SUPPLIED MATERIAL>
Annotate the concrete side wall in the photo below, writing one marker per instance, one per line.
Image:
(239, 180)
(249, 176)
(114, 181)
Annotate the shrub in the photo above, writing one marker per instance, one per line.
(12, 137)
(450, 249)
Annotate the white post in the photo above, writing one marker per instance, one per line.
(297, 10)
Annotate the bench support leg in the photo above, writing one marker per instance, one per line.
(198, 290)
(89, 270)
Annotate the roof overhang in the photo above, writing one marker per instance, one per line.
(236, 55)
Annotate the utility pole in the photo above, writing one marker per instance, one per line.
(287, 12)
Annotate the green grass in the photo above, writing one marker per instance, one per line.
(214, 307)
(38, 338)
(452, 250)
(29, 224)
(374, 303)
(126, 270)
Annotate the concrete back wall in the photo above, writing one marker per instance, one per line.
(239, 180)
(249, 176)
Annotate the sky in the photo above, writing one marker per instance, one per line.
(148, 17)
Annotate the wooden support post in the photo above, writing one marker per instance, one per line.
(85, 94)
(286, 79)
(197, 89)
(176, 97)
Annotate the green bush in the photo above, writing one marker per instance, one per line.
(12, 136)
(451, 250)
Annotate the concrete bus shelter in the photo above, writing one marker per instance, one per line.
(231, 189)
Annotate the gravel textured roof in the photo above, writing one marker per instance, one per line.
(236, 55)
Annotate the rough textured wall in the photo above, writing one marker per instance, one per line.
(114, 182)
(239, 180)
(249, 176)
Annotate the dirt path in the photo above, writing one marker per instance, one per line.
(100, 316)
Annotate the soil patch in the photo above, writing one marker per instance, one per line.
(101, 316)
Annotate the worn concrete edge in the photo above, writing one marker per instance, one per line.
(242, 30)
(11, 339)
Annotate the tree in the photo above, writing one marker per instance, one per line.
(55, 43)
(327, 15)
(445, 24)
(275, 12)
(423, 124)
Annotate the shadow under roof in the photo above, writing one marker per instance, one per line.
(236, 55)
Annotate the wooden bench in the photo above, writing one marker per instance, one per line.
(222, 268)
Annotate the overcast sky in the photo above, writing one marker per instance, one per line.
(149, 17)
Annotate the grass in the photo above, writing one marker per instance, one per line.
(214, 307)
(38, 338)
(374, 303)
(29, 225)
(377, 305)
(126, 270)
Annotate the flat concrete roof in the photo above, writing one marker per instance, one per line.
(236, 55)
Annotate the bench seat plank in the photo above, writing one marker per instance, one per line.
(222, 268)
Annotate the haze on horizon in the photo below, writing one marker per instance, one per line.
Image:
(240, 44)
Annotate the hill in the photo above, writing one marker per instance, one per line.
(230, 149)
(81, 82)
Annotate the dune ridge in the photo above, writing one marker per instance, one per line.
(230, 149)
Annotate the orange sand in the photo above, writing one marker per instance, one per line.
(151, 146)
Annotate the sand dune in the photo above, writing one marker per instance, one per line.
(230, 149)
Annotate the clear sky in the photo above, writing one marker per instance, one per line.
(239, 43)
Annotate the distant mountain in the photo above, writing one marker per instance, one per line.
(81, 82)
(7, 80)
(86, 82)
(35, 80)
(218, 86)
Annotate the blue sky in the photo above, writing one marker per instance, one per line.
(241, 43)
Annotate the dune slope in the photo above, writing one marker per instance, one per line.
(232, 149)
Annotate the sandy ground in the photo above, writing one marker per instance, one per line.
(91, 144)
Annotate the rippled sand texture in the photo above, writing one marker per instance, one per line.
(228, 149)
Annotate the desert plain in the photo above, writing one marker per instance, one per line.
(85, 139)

PROMPT> Scan the listing for the string "below", then copy every line where it appears.

RESULT OF THIS EXERCISE>
Annotate the concrete side wall in the photo below, writing one marker per instance, one per line.
Annotate the haze on horizon in the photo below, writing one marker per instance, one per line.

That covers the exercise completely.